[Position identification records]
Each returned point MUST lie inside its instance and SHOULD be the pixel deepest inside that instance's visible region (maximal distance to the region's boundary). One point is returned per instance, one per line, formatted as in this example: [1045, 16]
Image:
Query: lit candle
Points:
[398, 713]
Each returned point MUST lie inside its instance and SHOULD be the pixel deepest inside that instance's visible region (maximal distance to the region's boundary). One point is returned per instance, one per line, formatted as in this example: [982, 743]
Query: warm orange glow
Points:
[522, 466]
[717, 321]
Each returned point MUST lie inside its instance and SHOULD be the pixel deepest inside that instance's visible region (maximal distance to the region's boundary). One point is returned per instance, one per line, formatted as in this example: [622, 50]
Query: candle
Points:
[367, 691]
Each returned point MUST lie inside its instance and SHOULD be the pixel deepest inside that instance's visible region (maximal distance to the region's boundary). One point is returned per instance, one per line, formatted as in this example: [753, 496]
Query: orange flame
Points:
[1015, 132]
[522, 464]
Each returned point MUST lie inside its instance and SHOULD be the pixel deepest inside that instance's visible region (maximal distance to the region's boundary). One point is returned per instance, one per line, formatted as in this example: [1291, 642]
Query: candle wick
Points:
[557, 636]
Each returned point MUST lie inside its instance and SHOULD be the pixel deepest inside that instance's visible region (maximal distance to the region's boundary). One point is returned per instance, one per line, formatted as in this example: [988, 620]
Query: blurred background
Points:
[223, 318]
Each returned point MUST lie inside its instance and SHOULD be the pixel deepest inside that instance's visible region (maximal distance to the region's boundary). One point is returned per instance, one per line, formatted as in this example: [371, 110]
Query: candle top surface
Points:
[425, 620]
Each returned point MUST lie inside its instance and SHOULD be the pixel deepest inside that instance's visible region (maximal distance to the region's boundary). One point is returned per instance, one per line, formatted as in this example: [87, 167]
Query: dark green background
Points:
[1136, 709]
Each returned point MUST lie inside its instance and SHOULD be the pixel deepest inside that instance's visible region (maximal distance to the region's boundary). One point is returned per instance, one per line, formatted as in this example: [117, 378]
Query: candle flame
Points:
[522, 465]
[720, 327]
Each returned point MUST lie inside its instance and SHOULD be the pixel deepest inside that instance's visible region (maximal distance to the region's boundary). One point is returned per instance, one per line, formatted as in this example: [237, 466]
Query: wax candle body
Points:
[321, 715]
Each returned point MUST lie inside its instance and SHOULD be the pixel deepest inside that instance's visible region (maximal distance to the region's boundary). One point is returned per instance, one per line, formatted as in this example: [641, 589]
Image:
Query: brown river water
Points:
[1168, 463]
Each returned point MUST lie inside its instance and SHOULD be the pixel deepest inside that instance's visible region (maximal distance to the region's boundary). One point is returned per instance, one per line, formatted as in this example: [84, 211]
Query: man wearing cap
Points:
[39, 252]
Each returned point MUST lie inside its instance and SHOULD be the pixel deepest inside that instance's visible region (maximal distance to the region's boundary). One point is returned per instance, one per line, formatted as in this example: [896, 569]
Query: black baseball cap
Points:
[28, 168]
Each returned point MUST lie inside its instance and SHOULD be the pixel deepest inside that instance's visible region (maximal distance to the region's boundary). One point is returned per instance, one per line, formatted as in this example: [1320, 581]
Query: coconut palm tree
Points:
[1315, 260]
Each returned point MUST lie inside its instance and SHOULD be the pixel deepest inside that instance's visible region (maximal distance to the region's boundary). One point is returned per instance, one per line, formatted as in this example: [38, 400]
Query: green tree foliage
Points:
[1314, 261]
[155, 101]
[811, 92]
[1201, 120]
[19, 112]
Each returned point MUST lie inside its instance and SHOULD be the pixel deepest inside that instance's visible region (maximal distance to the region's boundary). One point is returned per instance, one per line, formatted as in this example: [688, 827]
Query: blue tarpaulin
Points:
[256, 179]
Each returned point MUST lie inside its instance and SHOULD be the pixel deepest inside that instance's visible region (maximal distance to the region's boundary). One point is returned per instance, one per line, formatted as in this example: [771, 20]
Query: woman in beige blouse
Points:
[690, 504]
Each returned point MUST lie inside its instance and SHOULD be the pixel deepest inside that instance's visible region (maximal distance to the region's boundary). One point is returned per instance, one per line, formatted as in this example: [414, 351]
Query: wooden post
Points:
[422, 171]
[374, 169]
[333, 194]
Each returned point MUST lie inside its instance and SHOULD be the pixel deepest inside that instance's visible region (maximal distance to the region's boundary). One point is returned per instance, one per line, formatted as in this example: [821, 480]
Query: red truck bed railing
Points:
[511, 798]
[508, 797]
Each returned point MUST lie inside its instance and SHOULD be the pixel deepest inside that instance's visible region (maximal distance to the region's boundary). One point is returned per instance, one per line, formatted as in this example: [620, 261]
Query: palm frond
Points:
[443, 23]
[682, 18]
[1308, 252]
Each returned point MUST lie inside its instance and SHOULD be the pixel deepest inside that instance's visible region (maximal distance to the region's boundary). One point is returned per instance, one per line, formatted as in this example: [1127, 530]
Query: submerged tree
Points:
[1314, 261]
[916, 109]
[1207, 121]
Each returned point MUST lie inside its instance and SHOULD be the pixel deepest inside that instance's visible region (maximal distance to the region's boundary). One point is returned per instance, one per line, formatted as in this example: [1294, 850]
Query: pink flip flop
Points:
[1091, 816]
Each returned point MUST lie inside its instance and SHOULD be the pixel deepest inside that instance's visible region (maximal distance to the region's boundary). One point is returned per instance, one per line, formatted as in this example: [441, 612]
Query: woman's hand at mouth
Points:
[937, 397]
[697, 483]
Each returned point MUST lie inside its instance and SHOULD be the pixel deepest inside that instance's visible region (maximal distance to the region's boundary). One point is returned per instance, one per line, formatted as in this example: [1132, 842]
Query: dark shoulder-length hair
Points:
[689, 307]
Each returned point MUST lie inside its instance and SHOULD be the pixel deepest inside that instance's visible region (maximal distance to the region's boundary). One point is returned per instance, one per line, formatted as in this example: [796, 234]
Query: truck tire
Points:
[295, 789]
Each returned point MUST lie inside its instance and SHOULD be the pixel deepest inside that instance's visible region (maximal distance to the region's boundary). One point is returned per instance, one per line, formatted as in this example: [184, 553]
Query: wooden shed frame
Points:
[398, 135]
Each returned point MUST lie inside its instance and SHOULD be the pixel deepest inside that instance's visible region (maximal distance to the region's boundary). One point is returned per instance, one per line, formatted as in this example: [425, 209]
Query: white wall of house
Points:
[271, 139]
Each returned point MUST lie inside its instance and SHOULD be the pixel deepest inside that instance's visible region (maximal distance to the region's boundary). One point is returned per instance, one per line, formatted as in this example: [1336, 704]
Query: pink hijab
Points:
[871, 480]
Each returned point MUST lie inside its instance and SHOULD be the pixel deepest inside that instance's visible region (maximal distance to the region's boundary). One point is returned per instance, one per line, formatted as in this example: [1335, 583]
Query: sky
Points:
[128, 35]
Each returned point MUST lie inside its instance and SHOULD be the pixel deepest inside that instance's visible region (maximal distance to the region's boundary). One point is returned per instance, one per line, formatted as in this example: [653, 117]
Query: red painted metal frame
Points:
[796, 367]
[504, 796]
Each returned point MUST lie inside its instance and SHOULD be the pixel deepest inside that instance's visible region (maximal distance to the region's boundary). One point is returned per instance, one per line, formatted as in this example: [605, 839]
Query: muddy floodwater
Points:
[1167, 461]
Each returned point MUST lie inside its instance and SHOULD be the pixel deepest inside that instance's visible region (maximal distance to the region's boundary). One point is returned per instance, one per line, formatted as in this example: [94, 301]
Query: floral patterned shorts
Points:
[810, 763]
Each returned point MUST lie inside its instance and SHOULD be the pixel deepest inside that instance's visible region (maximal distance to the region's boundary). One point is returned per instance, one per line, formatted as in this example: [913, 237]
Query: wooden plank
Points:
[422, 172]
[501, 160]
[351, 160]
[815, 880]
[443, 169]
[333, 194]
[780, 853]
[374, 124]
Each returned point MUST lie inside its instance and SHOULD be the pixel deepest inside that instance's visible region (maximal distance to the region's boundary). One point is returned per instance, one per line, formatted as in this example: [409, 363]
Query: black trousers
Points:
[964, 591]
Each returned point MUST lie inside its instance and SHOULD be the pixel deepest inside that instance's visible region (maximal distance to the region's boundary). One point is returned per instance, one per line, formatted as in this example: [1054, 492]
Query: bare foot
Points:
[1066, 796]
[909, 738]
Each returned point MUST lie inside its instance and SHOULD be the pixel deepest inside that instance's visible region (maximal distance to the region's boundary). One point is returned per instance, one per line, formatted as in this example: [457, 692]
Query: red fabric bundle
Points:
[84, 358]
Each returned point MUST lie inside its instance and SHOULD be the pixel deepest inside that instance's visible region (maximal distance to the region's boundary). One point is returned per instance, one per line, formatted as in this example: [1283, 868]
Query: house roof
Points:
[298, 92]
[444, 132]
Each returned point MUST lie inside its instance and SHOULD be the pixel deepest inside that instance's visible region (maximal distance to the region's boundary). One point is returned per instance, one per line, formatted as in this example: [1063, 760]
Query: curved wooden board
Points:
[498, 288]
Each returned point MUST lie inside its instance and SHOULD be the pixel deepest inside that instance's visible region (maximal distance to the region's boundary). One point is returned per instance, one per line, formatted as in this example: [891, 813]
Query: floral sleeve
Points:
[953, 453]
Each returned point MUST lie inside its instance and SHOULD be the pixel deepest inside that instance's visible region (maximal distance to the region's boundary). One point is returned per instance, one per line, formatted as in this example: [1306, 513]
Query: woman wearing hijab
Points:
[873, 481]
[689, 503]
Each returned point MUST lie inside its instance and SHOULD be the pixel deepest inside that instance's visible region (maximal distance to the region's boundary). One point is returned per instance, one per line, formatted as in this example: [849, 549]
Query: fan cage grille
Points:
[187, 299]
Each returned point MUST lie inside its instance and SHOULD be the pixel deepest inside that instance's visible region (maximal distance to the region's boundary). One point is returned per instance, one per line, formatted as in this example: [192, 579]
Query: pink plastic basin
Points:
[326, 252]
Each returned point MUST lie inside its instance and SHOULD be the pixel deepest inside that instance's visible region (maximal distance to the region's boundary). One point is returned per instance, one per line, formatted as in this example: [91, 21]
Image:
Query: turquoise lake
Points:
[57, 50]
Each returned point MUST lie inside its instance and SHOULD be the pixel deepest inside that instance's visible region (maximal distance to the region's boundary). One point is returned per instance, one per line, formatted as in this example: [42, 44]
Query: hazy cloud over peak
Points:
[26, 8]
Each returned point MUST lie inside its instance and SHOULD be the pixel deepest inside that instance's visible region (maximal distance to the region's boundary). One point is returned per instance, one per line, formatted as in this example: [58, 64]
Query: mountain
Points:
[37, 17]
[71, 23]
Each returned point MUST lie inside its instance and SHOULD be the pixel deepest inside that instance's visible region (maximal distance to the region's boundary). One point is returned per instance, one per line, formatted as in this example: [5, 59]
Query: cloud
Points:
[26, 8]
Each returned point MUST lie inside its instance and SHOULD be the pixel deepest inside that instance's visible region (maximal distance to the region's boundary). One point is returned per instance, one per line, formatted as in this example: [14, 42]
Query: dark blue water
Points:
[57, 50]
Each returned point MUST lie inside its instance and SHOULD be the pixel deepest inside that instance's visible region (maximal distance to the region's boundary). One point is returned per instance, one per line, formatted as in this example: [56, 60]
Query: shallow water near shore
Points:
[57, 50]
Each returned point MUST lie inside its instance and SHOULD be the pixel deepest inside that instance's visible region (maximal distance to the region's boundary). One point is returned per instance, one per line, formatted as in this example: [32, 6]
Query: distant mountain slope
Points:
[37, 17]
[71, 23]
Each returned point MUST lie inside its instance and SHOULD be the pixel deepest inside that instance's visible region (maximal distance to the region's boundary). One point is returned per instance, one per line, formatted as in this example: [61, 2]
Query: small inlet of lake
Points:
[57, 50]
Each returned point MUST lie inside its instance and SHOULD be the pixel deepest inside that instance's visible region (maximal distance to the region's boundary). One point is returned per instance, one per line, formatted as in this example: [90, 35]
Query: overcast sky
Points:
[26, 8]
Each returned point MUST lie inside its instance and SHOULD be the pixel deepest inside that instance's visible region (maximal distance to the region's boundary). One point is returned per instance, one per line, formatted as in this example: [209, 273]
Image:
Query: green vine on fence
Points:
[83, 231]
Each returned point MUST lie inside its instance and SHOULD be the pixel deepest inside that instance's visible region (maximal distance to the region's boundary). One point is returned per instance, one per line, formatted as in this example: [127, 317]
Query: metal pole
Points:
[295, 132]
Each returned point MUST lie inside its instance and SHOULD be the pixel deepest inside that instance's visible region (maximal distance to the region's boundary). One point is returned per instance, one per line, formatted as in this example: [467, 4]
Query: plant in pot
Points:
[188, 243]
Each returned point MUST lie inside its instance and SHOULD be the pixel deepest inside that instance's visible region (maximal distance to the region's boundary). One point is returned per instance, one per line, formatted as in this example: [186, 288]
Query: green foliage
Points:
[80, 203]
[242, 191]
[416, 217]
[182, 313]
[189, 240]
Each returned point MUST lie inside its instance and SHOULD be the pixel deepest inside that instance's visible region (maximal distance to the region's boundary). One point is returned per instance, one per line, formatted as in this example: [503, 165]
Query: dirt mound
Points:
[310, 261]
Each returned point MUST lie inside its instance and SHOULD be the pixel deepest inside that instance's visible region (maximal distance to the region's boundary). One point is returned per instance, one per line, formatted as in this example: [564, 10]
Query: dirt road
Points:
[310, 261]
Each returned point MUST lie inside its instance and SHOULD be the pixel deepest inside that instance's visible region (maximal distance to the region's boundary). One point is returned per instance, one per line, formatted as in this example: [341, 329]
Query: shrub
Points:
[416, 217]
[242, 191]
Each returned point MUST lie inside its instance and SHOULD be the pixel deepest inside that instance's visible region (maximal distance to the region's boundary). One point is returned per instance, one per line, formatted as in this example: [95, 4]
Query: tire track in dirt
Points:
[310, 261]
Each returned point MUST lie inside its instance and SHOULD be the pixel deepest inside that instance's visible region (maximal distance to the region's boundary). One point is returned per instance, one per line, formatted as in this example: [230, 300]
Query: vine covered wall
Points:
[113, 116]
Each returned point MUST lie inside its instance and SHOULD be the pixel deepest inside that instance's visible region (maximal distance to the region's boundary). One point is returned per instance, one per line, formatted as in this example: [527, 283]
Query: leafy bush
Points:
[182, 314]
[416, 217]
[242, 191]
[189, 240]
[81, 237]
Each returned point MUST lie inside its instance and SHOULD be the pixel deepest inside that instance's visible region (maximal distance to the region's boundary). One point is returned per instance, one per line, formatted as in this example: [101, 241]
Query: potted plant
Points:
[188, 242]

● **WHAT IS REQUIRED**
From the line that contains "example: [564, 10]" down to the last line of the listing above, repeat each line exactly, and include nothing else.

● **TASK SOLUTION**
Each returned point MUST lie inside its instance and SHOULD be the pixel deepest inside that instance's visible region (maximal distance to the region's boundary). One point is returned per instance, one per line, formatted as in this example: [564, 10]
Query: dirt road
Points:
[310, 261]
Each returned point MUST lie inside its instance and SHOULD be the pixel deepest inside that instance's visible region (maximal distance to the region's boundary). One point is returned per instance, one per line, formatted as in this example: [341, 329]
Query: shrub
Points:
[416, 217]
[242, 191]
Each returned point MUST lie inside its instance and SHOULD be the pixel deepest inside that instance's visible region (maximal distance to the region's boundary). One point is returned per instance, one per line, formatted as in this example: [95, 4]
Query: tire track in dirt
Points:
[310, 261]
Each returned point MUST lie inside its instance and SHOULD be the pixel deepest inside that instance's visible region (maximal distance to the region's boundary). One point is returned per instance, one per line, formatted as in this example: [230, 300]
Query: vine covered wall
Points:
[113, 116]
Each returned point MUST lie inside its instance and SHOULD be the pixel deepest inside that instance's visible region (maximal distance to the region's boundary). One point is returned per instance, one per line, formatted as in this example: [527, 283]
Query: leafy bush
Points:
[182, 314]
[416, 217]
[242, 191]
[189, 240]
[81, 237]
Each returned point MUST lie inside its instance and SHOULD be the pixel deepest inside that instance's visible region (maximal distance to the region's boundary). One point is returned per instance, one per line, formatted as in this example: [101, 241]
Query: potted plant
Points:
[188, 242]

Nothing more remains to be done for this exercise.